### [EXERCISE DIRECTIONS]
Render the stretch of the material below from the line containing "Target: turquoise water" through the line containing "x=178 y=332" as a Markdown table with the columns Row and Line. Number each line in Row, and skip any blank lines.

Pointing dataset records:
------------------------------------------------------------

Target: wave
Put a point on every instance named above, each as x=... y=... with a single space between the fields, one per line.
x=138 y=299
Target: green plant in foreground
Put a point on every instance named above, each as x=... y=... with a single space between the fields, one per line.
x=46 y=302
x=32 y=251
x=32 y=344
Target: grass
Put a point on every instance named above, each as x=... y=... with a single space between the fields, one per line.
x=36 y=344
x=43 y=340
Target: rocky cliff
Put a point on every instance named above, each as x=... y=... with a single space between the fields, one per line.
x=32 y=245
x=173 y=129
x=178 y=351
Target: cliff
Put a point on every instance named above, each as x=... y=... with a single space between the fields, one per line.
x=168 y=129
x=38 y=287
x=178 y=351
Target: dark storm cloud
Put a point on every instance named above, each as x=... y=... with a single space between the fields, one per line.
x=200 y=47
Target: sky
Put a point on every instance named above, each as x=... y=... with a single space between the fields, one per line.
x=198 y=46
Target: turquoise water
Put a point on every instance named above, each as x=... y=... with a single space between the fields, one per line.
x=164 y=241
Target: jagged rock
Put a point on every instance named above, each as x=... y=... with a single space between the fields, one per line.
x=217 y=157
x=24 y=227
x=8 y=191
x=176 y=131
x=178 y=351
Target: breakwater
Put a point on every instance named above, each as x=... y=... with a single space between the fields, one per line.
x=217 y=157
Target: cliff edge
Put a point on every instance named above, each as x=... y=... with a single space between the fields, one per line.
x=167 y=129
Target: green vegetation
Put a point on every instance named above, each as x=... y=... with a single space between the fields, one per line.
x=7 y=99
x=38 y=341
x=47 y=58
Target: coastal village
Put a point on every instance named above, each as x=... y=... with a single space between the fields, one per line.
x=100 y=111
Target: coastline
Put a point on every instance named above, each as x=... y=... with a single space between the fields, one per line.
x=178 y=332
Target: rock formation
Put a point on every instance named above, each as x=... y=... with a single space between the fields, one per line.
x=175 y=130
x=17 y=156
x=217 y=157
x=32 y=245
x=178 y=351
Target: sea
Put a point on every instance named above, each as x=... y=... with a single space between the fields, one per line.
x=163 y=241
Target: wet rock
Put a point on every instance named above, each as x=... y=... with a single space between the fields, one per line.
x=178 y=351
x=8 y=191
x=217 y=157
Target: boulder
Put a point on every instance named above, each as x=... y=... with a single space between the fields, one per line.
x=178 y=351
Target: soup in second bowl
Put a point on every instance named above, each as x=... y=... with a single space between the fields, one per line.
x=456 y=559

------------------------------------------------------------

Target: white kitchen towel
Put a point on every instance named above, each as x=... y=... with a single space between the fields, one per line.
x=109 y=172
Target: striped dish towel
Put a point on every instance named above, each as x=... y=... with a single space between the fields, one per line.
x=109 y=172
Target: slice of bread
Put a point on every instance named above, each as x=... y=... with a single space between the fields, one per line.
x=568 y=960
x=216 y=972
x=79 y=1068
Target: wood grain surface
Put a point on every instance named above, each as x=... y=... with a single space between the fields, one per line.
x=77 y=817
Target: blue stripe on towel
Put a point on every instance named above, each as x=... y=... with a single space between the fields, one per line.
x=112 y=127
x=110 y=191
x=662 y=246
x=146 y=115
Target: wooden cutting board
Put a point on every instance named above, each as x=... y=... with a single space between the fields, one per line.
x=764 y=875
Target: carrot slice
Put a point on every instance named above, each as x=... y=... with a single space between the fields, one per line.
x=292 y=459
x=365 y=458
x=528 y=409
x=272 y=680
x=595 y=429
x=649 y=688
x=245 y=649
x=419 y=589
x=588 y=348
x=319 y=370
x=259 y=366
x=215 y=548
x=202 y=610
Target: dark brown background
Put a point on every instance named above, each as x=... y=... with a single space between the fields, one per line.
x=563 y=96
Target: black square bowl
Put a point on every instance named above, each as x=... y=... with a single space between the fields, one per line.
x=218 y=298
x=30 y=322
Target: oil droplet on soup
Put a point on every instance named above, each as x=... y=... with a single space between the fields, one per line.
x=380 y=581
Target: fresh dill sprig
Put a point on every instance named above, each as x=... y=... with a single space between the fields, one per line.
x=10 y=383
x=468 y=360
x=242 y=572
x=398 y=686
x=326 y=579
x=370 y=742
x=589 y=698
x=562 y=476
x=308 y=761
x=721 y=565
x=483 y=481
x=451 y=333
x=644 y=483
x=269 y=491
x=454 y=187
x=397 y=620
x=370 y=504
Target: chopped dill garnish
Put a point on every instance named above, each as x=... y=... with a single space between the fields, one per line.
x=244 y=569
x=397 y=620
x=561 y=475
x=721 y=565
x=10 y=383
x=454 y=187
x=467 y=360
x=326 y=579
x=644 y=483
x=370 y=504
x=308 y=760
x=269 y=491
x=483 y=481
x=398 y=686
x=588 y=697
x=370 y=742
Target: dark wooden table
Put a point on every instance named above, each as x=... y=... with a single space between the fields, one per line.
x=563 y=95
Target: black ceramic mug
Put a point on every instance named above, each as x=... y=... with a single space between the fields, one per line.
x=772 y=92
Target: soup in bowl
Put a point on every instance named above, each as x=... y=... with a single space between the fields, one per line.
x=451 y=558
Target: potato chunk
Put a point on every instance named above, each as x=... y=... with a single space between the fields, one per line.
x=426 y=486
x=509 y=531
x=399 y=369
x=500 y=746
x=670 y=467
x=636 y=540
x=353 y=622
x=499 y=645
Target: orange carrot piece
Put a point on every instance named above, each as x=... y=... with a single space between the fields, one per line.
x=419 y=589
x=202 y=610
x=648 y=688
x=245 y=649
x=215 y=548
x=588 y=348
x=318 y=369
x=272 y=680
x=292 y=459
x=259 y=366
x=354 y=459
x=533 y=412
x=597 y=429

------------------------------------------------------------

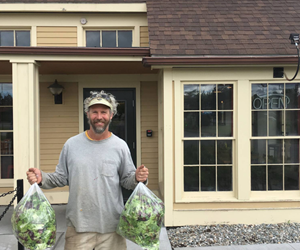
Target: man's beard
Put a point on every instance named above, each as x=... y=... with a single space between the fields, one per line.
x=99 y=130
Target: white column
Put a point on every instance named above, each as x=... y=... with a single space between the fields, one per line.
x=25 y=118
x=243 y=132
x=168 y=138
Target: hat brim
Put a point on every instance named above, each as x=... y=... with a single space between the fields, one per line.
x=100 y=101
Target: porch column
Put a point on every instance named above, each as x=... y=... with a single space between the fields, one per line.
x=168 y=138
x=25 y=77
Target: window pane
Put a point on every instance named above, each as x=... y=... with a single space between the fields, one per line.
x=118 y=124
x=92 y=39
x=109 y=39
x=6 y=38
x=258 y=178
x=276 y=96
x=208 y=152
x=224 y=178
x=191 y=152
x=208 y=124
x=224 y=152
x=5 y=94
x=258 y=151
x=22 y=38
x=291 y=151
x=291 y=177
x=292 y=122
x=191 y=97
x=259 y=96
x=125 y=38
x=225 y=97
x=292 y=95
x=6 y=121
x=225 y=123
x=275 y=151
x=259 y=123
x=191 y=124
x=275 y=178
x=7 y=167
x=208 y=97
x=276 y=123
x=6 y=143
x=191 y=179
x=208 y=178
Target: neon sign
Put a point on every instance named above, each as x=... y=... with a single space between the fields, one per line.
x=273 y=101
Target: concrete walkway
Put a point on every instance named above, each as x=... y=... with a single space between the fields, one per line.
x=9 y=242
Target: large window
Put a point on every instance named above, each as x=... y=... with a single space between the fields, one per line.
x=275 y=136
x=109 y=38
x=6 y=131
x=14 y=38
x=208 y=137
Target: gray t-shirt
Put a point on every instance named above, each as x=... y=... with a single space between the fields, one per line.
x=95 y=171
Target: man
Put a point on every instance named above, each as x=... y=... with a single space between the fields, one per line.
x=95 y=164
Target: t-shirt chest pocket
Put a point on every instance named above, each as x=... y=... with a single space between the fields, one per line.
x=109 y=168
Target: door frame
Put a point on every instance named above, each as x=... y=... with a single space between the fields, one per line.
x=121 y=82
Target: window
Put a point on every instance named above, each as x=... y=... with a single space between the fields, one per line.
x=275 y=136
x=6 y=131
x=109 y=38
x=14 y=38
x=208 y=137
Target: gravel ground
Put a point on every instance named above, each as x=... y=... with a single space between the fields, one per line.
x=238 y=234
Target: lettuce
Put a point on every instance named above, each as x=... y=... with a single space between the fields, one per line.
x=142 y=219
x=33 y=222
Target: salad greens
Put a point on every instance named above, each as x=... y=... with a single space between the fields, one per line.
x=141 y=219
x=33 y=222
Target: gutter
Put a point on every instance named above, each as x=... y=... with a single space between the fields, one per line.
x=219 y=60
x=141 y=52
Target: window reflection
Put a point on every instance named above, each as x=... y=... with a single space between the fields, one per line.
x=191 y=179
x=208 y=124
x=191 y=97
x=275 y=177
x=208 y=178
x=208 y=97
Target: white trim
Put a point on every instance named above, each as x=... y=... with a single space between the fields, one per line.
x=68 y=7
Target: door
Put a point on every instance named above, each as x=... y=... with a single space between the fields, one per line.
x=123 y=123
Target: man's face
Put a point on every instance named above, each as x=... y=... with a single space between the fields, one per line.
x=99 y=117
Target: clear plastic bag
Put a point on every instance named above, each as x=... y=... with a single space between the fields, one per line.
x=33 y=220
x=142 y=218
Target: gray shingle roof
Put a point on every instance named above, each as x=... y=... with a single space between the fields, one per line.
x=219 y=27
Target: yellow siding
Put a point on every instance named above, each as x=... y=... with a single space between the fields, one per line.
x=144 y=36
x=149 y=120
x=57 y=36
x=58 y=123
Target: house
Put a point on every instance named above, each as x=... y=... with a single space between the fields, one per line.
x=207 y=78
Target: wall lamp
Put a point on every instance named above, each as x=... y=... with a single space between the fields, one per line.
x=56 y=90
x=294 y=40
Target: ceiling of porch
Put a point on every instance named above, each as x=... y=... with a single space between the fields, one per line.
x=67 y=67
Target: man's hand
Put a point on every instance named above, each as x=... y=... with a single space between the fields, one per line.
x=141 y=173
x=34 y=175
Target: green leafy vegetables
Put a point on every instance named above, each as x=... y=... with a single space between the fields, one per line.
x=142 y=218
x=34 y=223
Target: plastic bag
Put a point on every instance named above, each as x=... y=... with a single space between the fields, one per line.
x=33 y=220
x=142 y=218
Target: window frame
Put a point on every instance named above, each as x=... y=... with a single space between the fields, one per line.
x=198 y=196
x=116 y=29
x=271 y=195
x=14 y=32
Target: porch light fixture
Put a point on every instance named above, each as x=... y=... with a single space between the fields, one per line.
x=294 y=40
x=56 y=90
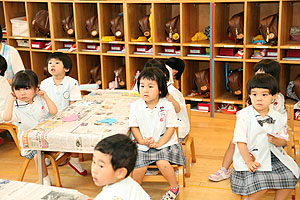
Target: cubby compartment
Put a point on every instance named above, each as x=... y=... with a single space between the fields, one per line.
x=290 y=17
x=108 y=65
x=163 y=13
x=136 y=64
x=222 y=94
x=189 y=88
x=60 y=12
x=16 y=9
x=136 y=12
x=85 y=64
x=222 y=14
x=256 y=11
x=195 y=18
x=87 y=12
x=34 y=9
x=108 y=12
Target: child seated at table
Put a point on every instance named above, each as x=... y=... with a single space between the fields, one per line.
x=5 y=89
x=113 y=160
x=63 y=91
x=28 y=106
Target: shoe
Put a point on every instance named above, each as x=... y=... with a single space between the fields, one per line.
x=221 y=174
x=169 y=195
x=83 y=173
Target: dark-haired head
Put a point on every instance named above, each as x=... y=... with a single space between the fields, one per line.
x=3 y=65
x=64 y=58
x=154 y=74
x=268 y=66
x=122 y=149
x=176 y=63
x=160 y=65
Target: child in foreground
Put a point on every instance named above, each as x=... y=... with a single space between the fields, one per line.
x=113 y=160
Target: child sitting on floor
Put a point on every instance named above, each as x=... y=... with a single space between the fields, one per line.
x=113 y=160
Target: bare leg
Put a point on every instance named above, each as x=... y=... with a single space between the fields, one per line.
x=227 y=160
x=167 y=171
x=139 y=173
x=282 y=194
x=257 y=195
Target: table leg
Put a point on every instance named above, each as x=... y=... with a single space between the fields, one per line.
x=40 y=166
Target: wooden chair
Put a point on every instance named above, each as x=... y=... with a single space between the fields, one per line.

------------------------------------------------------------

### [OUTPUT FOR THIS EXERCISE]
| Row | Line |
|---|---|
| 1 | Target: turquoise water |
| 2 | Put a point on every instance named above, each as x=... y=... with a single space between the fields, one per line. |
| 3 | x=164 y=241 |
| 4 | Target: jagged rock |
| 5 | Put a point on every instance named above, each as x=... y=... with a single space between the fields, one per line. |
| 6 | x=217 y=157 |
| 7 | x=24 y=227 |
| 8 | x=8 y=191 |
| 9 | x=176 y=131 |
| 10 | x=178 y=351 |
| 11 | Target: breakwater |
| 12 | Put a point on every instance named above, each as x=... y=... with a single space between the fields, one per line. |
| 13 | x=217 y=157 |
| 14 | Target: cliff edge |
| 15 | Put a point on every instance named above, each as x=... y=... with a single space between the fields, one per line. |
| 16 | x=167 y=129 |
| 17 | Target: green vegetation |
| 18 | Put a point on every instance named above, each as x=... y=... with a single space between the fields, one per line. |
| 19 | x=7 y=99 |
| 20 | x=38 y=341 |
| 21 | x=47 y=58 |
| 22 | Target: coastal village |
| 23 | Put a point on every instance named above, each as x=... y=... with a single space between the fields, one per line. |
| 24 | x=100 y=111 |
| 25 | Target: coastline |
| 26 | Put a point on every instance named above, each as x=... y=... with a single space between the fields, one per line. |
| 27 | x=178 y=332 |